+++ Records supplied +++
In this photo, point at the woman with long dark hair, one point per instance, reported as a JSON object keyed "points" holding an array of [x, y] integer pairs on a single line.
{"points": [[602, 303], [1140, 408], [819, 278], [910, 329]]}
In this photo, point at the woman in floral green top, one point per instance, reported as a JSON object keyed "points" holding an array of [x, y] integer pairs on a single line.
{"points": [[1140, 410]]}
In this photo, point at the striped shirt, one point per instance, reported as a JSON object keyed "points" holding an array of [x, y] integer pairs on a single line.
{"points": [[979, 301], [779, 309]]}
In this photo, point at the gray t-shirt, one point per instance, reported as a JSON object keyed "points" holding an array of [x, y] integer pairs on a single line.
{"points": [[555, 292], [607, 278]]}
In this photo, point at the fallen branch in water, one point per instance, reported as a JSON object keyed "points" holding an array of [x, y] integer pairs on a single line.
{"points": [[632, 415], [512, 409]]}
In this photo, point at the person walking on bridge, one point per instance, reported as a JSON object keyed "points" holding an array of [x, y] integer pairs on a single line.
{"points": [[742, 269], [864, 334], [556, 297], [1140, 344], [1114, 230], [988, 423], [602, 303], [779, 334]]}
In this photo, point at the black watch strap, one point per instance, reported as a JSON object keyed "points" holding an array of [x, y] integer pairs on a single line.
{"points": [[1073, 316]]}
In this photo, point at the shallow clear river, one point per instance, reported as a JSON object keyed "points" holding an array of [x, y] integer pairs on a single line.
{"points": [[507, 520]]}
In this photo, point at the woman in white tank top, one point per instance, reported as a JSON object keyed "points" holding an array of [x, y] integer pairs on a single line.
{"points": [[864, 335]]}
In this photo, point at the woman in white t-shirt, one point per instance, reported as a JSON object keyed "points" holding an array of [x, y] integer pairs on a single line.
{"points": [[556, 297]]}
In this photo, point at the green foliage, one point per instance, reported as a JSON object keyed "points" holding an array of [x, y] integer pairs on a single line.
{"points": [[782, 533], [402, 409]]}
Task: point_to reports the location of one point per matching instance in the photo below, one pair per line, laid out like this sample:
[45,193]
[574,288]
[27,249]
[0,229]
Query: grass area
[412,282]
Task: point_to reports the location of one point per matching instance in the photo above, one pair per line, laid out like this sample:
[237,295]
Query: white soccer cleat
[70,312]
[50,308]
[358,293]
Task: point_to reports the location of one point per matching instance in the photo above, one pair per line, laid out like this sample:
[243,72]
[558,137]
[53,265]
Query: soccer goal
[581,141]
+++
### Work to complete:
Each line above should be reproduced exactly, with nothing omitted.

### Response area:
In this photo, point at the woman with long dark hair, one point per instance, reported as a JSON object keyed "points" holding an array of [x, y] integer pairs on a single line.
{"points": [[602, 303], [1140, 408], [819, 278], [910, 329]]}
In this photo, point at the woman in floral green top, one point per instance, reported as a JSON object keyed "points" holding an array of [x, y] integer pairs on a single line.
{"points": [[1140, 410]]}
In this photo, point at the striped shirt, one point per instance, reported as a JSON object keyed "points" holding an array of [x, y] integer pairs on a single line.
{"points": [[979, 301], [779, 309]]}
In this photo, point at the gray t-shirt, one point per instance, reported as a JSON object keyed "points" holding an array of [x, y] integer pairs on a single line.
{"points": [[555, 292], [607, 278]]}
In this photo, point at the fallen branch in water, one point per instance, reported as a JSON object keyed "points" holding an array of [x, y] integer pairs on a single line.
{"points": [[632, 415], [512, 409]]}
In this photo, point at the person walking on bridge, one point per instance, reported as a JSON object keyed "points" holding an array of [x, y] integer pairs on a single line.
{"points": [[742, 269], [864, 334], [556, 297], [1140, 344], [1114, 230], [988, 423], [602, 303], [779, 334]]}
In this photo, point at the black watch strap, one point per instance, reported as a JSON object keyed "points" holding an array of [x, y] integer pairs on a single line.
{"points": [[1073, 316]]}
In this photo, point at the shallow clear river, one point per instance, reported as a JSON object keyed "points" holding an array of [x, y] integer pairs on a single line.
{"points": [[507, 520]]}
In this photo, point at the woman in white tank top, one point per instance, reported as a JSON object keyed "points" holding an array of [x, y] integer pairs on a single line.
{"points": [[864, 335]]}
In this photo, point at the woman in white t-shirt, one point per instance, reported as a JSON object keyed "points" holding an array of [x, y] integer pairs on a single line.
{"points": [[556, 297]]}
In this photo, point at the green foliage, one point per instance, reported as a JSON object keyed "points" holding an array of [x, y] integer pairs on a single line.
{"points": [[782, 533], [402, 409]]}
Task: point_to reports the location of one point per matching instance in the photo below, one pair per line, laid out like this sample:
[45,193]
[574,288]
[27,249]
[0,229]
Query: grass area
[412,282]
Task: point_to reports the location of one point per matching instance in the photo above, one pair per line, laid out like this sample:
[237,295]
Query: white soccer cleat
[70,312]
[50,308]
[358,293]
Task: point_to reports the location of one point per matching instance in the photo above, one pair per line, laid out like this sample:
[243,72]
[558,137]
[53,265]
Query: soccer goal
[581,141]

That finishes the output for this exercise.